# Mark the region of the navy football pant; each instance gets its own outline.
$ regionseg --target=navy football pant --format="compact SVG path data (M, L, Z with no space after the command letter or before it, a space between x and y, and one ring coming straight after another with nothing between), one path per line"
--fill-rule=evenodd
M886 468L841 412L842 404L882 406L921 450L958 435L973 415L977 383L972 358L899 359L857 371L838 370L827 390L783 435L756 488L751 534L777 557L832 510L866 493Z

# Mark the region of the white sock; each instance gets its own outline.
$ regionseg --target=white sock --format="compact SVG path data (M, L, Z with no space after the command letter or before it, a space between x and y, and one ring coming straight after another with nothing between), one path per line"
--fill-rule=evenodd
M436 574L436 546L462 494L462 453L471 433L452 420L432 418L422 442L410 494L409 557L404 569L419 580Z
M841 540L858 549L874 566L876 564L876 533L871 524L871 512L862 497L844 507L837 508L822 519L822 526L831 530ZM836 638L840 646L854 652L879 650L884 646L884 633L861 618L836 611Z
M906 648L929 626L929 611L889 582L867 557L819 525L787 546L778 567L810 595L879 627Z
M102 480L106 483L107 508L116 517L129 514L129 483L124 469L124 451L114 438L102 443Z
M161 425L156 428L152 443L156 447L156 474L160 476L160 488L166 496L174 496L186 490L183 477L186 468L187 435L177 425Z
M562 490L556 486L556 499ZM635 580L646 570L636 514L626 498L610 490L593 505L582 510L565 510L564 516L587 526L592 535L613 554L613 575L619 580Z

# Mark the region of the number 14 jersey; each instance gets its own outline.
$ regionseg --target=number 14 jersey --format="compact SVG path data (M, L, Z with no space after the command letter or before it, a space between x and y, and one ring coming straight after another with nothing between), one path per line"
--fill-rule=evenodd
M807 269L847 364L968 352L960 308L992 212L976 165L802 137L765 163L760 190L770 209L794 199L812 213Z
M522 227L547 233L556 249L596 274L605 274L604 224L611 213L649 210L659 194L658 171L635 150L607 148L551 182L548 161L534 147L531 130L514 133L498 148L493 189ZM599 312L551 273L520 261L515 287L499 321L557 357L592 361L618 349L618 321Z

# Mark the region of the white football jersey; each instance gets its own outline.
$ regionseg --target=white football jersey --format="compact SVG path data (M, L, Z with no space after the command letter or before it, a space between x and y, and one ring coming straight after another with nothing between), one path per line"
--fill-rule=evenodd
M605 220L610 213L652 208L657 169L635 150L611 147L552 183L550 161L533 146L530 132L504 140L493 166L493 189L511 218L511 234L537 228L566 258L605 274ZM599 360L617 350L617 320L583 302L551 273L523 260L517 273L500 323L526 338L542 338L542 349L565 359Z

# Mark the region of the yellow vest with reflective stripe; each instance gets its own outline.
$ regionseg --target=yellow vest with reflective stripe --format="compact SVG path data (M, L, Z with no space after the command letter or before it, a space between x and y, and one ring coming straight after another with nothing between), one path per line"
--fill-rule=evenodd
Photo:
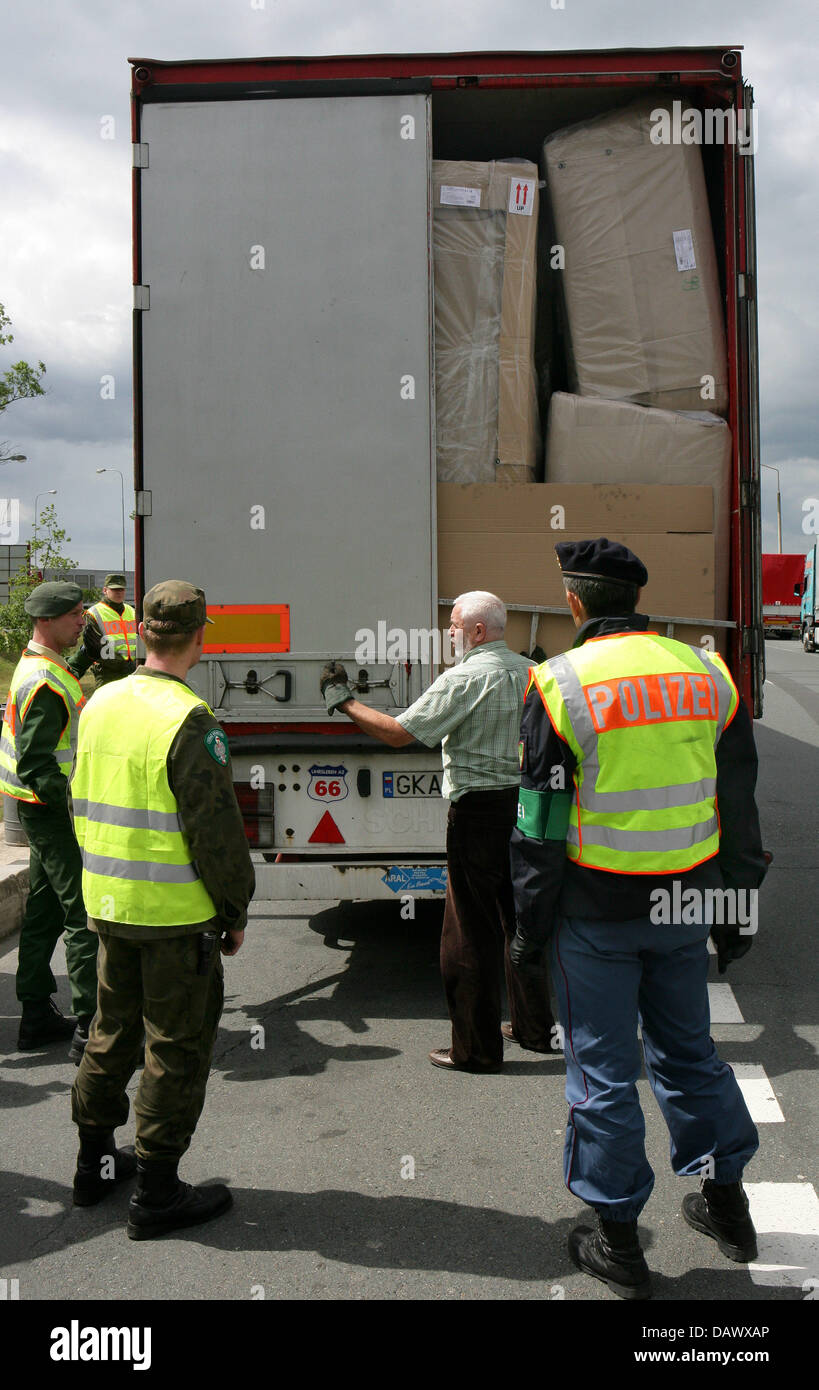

> WORK REQUEST
Recopy the whole listing above precisely, excluding images.

> TASK RESPONSE
# Mark the region of the navy football pant; each instance gets its own outline.
$ regionseg --target=navy football pant --format="compact SVG path data (M, L, Z with no space after the command letter or before it, a space between x and y, and one ring coming straight after another with nothing between), one path per line"
--fill-rule=evenodd
M886 468L841 412L842 404L882 406L921 450L958 435L973 415L977 383L972 358L899 359L857 371L838 370L827 390L783 435L756 488L751 534L777 557L832 510L866 493Z

# Mark the region of the white sock; each instance gets its own outline.
$ regionseg --target=white sock --format="compact SVG path data (M, L, Z with no space after the command letter or before it, a space between x and y, and one ring coming straight after another with nothing between), one path per line"
--fill-rule=evenodd
M436 574L436 546L462 494L462 453L471 433L452 420L432 418L422 442L410 494L409 557L404 569L419 580Z
M841 540L858 549L874 566L876 564L876 533L871 524L871 512L862 497L844 507L837 508L822 519L822 526L831 530ZM836 638L840 646L854 652L879 650L884 646L884 633L861 618L836 611Z
M906 648L929 626L929 611L889 582L867 557L819 525L787 546L778 567L810 595L879 627Z
M102 480L106 483L107 508L116 517L129 514L129 483L124 469L124 451L114 438L102 443Z
M161 425L156 428L152 443L156 447L156 474L160 476L160 488L166 496L174 496L186 490L183 477L186 468L187 435L177 425Z
M562 490L556 486L556 499ZM635 580L646 570L636 514L626 498L610 490L593 505L582 510L565 510L564 516L587 526L592 535L613 554L613 575L619 580Z

# Mark the region of the number 14 jersey; each instance gets its own outline.
$ regionseg --target=number 14 jersey --format="compact SVG path data (M, L, Z with no space after the command letter or before it, a space between x and y, and one ring coming straight after another with nothing between), one path per line"
--fill-rule=evenodd
M807 269L847 364L968 352L960 308L992 212L976 165L802 137L765 163L760 190L770 209L794 199L812 213Z
M522 227L547 233L556 249L596 274L605 274L604 224L611 213L649 210L659 194L658 171L635 150L607 148L551 182L548 161L534 147L531 130L514 133L498 148L493 189ZM599 312L551 273L520 261L515 287L499 321L557 357L592 361L618 349L618 321Z

# Mark the region of the white football jersey; each instance gets its own outline.
$ regionseg --target=white football jersey --format="compact SVG path data (M, L, Z with no space after the command letter or before it, a space between x and y, and one ring coming straight after another with nothing between), one path per line"
--fill-rule=evenodd
M605 220L610 213L652 208L657 169L635 150L611 147L552 183L550 161L533 146L530 132L504 140L493 166L493 189L511 218L511 234L537 228L566 258L605 274ZM599 360L617 350L617 320L583 302L551 273L523 260L517 273L500 323L526 338L542 338L542 349L565 359Z

# Mark the region of the yellow vest with reflective stripe; each instance gets its own outline.
$ regionseg --target=yellow vest with reflective stripe --format="compact SVG path data (M, L, Z with no space after the command letter or before it, a space between x and y, and one ring coming straight after another with nothing between), one path per line"
--fill-rule=evenodd
Photo:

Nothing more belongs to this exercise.